## Given passage
***
Democratic Terrorization

Introduction by Claude Guillon


After the arrests in the so-called "Tarnac Affair,"[1] which took place on 11 November 2008, thirty-two [media] personalities asked themselves the following question, in the pages of Le Monde: "Are the laws of exception adopted under the pretext of [fighting] terrorism and [enhancing] security compatible with democracy?"[2]

But this was a badly formulated question and posed rather late in the game. Indeed, to even consider "democracy" as a moral abstraction, and not as what it is (a political method of regulating capitalism), shows that it is nourished by an "anti-terrorist" legislative arsenal that has been ceaselessly increased, especially since 1986. In 2008, when the responders to Le Monde seemed to have finally discovered this arsenal, it was already 22 years old and had confused itself with the democratic system that had created it in a political consensus that, over time, approached the perfection of the Holy Union.
***
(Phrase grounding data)
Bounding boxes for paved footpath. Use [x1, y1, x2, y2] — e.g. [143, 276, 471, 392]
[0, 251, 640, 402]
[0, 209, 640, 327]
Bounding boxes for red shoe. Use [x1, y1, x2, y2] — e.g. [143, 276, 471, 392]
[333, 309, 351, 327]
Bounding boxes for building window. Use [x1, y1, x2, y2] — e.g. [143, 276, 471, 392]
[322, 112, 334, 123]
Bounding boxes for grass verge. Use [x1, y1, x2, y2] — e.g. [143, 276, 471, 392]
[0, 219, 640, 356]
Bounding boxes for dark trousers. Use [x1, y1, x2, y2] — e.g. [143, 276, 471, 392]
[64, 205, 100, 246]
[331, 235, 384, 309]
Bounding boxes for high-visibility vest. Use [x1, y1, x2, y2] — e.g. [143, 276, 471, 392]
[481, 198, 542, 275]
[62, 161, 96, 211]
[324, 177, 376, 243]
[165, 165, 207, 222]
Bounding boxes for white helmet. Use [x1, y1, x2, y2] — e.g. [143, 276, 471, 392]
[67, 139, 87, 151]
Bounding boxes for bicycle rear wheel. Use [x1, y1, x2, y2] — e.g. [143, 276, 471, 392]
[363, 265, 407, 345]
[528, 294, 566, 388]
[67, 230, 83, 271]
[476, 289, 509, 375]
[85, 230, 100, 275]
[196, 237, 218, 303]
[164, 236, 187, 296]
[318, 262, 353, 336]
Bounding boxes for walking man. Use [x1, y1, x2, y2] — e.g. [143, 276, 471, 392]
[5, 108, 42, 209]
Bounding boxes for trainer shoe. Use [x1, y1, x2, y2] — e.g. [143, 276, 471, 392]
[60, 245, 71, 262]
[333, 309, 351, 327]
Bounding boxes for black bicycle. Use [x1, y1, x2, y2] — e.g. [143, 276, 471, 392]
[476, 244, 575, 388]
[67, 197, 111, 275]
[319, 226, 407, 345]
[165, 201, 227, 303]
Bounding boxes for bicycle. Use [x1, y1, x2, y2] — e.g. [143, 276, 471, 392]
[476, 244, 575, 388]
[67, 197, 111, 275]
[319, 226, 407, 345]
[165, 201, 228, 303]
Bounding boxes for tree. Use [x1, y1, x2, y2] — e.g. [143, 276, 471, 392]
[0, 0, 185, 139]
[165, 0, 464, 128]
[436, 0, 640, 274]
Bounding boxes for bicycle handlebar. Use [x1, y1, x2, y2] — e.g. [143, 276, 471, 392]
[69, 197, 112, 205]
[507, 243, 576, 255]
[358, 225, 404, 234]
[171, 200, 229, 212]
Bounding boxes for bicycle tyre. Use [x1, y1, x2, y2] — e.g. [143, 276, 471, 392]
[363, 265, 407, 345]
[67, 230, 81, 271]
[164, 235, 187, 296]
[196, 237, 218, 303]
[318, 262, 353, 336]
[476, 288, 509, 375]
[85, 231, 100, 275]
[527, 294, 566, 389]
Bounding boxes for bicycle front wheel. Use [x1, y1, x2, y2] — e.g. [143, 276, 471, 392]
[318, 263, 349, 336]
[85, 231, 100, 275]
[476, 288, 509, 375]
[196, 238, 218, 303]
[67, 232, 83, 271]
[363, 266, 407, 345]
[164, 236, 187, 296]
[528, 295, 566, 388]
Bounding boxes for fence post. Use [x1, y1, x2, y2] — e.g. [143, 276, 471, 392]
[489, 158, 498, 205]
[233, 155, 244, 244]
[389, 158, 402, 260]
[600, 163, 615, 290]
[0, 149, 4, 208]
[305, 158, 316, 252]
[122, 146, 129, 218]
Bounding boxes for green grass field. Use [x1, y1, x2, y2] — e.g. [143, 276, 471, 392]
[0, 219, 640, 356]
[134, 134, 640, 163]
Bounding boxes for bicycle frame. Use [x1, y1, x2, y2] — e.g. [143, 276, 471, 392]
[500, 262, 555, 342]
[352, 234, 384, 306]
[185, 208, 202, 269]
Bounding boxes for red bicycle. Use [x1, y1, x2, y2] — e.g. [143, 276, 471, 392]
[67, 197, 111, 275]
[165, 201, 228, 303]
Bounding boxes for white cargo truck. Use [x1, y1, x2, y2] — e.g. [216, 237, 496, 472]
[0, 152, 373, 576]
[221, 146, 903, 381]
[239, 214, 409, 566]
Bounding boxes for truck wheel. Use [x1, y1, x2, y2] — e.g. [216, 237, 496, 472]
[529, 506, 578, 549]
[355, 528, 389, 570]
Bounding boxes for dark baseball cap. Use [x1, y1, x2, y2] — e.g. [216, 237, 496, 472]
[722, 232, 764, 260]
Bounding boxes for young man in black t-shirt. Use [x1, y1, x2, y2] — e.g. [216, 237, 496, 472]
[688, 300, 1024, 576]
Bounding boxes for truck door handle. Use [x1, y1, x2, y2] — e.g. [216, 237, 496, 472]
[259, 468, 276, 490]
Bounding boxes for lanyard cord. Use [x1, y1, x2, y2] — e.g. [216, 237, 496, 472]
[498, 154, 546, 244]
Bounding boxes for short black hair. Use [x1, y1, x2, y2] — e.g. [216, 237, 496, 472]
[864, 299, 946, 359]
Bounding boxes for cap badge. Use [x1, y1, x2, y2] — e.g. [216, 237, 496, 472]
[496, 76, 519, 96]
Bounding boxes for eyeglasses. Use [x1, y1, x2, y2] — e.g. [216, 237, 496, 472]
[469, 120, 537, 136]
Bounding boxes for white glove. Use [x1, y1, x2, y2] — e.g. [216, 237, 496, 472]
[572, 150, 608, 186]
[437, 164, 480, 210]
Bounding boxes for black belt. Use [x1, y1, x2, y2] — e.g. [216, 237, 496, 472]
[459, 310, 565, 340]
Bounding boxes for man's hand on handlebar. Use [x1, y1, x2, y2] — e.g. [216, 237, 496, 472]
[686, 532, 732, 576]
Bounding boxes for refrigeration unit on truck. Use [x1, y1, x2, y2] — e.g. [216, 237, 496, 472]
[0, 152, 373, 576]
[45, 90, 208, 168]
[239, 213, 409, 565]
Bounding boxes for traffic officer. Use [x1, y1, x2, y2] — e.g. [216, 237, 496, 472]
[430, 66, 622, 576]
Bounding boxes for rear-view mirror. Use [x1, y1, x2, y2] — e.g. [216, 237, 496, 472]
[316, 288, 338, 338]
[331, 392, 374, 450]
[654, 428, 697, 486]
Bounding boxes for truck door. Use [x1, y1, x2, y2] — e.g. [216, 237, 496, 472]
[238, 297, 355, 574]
***
## Tasks to carry out
**a.** Answer these questions from the introduction:
(i) On what date did the arrests in the "Tarnac Affair" take place?
(ii) How many personalities posed their question in Le Monde?
(iii) Since what year has the "anti-terrorist" legislative arsenal been increased most notably?
**b.** Condense the paragraph of the introduction beginning "But this was a badly formulated question" into a shorter version that keeps its main facts.
**c.** From the introduction, please restate the stretch from "But this was" through "the Holy Union.", replacing "arsenal" with "apparatus".

## Task-by-task outputs
**a.**
(i) 11 November 2008
(ii) Thirty-two
(iii) 1986

**b.** The question was badly formulated and came late. Treating "democracy" as a moral abstraction, rather than as a political method of regulating capitalism, shows that it is fed by an "anti-terrorist" legislative arsenal that has grown steadily, especially since 1986. By 2008, when the respondents to Le Monde seemed to have discovered it, that arsenal was already 22 years old. It had merged with the democratic system that created it, through a political consensus approaching the perfection of the Holy Union.

**c.**
But this was a badly formulated question and posed rather late in the game. Indeed, to even consider "democracy" as a moral abstraction, and not as what it is (a political method of regulating capitalism), shows that it is nourished by an "anti-terrorist" legislative apparatus that has been ceaselessly increased, especially since 1986. In 2008, when the responders to Le Monde seemed to have finally discovered this apparatus, it was already 22 years old and had confused itself with the democratic system that had created it in a political consensus that, over time, approached the perfection of the Holy Union.